### [EXERCISE PASSAGE]
According to the American Association of Colleges of Osteopathic Medicine, osteopathic medicine is a distinctive form of medical care founded on the philosophy that all body systems are interrelated and dependent on one another for good health. The philosophy was developed in 1874 by Dr. Andrew Taylor Still who pioneered the concept of wellness and recognized the importance of treating illness within the context of the whole body.

Dr. Dady explained that osteopathic physicians (DOs) consider environmental and psychological factors in addition to physiological signs and symptoms to determine not just the diagnosis, but a long term course of action that can strengthen and sustain the body’s natural defenses.
She continued by saying that an important aspect of training is that  it is no longer enough to fight disease,  now it is about promoting overall health.

Though Dr. Dady is not an osteopathic physician herself, assisting students in their medical school pursuit is something she feels very close to.

### [REQUIRED WORK]
a. Write out the part of the osteopathic medicine passage from "Dr. Dady explained" to "body’s natural defenses.".
b. Answer these questions from the osteopathic medicine passage:
(i) In what year was the philosophy of osteopathic medicine developed?
(ii) Besides physiological signs and symptoms, what factors do osteopathic physicians consider?
(iii) Is Dr. Dady an osteopathic physician?
c. Supply what comes next in the osteopathic medicine passage, starting after its final sentence.
You will not need the rows for this exercise.

### [DATA PROVIDED]
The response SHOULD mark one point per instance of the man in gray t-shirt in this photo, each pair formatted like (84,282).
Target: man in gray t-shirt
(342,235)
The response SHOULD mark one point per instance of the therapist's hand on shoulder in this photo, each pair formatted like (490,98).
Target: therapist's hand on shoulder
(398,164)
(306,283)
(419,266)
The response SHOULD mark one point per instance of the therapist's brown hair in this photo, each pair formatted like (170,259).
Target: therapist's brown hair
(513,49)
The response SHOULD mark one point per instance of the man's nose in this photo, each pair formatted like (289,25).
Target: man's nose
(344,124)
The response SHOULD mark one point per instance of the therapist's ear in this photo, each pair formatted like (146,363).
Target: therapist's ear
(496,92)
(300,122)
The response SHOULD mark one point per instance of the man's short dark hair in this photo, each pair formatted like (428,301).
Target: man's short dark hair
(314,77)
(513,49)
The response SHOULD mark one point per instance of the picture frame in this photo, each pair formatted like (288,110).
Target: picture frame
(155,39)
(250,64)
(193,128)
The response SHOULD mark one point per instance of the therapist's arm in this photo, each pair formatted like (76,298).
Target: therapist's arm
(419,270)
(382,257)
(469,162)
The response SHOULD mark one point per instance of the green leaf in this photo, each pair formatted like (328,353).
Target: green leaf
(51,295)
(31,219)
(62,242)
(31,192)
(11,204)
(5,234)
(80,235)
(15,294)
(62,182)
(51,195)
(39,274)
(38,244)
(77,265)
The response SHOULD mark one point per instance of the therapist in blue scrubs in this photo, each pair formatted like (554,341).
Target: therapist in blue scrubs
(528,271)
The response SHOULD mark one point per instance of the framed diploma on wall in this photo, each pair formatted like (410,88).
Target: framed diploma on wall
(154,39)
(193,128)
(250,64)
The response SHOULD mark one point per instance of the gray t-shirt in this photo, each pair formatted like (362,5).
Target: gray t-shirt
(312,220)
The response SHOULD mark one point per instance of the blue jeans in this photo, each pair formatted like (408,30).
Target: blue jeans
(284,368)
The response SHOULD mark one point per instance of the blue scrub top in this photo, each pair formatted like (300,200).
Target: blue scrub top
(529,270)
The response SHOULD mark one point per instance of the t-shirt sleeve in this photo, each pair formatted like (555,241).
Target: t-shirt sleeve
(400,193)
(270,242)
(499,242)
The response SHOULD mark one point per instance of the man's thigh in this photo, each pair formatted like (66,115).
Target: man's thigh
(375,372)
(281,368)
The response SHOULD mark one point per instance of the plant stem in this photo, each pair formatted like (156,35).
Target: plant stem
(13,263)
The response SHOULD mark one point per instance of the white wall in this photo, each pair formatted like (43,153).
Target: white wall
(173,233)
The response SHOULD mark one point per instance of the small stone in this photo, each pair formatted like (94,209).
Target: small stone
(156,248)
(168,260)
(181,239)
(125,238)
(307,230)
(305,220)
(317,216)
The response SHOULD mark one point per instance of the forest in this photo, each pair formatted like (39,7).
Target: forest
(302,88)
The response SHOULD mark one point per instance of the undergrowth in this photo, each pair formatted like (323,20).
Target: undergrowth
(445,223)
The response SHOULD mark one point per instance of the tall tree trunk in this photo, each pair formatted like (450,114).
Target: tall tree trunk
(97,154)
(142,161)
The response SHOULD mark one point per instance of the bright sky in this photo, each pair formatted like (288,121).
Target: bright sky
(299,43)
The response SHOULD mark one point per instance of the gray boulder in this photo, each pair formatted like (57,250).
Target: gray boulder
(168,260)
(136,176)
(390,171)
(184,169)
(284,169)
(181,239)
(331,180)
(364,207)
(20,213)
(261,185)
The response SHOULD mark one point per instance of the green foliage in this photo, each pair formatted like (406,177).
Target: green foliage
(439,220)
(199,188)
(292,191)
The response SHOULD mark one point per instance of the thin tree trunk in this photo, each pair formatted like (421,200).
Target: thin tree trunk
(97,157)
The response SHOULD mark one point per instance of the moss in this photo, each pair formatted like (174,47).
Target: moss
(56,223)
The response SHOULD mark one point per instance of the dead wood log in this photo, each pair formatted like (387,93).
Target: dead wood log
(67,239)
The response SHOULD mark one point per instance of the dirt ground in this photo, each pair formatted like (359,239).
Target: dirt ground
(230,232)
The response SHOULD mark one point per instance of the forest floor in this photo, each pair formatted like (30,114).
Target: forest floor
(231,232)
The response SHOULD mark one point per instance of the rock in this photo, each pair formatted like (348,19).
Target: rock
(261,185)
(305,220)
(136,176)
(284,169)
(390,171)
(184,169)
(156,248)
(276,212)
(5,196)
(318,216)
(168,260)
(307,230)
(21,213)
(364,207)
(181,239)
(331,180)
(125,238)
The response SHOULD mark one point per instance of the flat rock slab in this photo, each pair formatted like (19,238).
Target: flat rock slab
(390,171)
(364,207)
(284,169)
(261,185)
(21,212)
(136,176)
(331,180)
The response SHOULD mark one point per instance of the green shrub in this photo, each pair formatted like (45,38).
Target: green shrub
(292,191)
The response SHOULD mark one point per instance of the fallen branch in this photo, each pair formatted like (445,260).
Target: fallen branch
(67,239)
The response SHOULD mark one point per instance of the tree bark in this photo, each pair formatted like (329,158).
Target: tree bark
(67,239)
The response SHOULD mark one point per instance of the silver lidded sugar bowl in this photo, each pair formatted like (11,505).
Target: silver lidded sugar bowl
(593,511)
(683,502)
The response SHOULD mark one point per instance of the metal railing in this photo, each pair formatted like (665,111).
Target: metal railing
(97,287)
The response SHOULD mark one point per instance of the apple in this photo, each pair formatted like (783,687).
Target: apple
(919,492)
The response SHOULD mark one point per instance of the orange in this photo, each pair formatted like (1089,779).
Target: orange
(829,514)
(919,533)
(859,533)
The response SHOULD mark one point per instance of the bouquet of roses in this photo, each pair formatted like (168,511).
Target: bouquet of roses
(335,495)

### [TASK-BY-TASK RESULTS]
a.
Dr. Dady explained that osteopathic physicians (DOs) consider environmental and psychological factors in addition to physiological signs and symptoms to determine not just the diagnosis, but a long term course of action that can strengthen and sustain the body’s natural defenses.

b.
(i) 1874
(ii) Environmental and psychological factors
(iii) No

c.
As an undergrad, she had high hopes of becoming a pediatrician, but was struggling with the required science courses.  Like any good student, she spoke with her advisor about her difficulties, but quickly learned that not only was he insensitive to her situation, but was limited in the guidance he could provide her.  I then lost my confidence and decided to pursue another graduate degree.

“At first, I thought that the decision to pursue a degree in education rather than pediatrics would take me far away from healthcare,” she said. “Ironically, ever since then, I have been placed in positions of administration that help to guide other minorities into healthcare or provide them with the guidance necessary to make such decisions.”
She maintained that not having someone to provide the guidance at that time  has helped to educate her tremendously about the pitfalls that minority students might encounter on the journey towards becoming a health professional.  Essentially she has   identified what  did not work for her and uses it to make it work for others.
Dr. Dady recently completed her doctoral degree in higher education with a focus on leadership, management and policy.

As Dean of Student Affairs, Dr. Dady is looking forward to maximizing and strengthening TouroCOM’S programs and partnerships.

Some of those partnerships include:

MedAchieve Scholars Program – An after-school enrichment program serving high school students in Harlem who are interested in pursuing a career in medicine. During the year, the high school students receive medically-centered lectures and laboratories that are taught by the students at TouroCOM. It was created in 2012.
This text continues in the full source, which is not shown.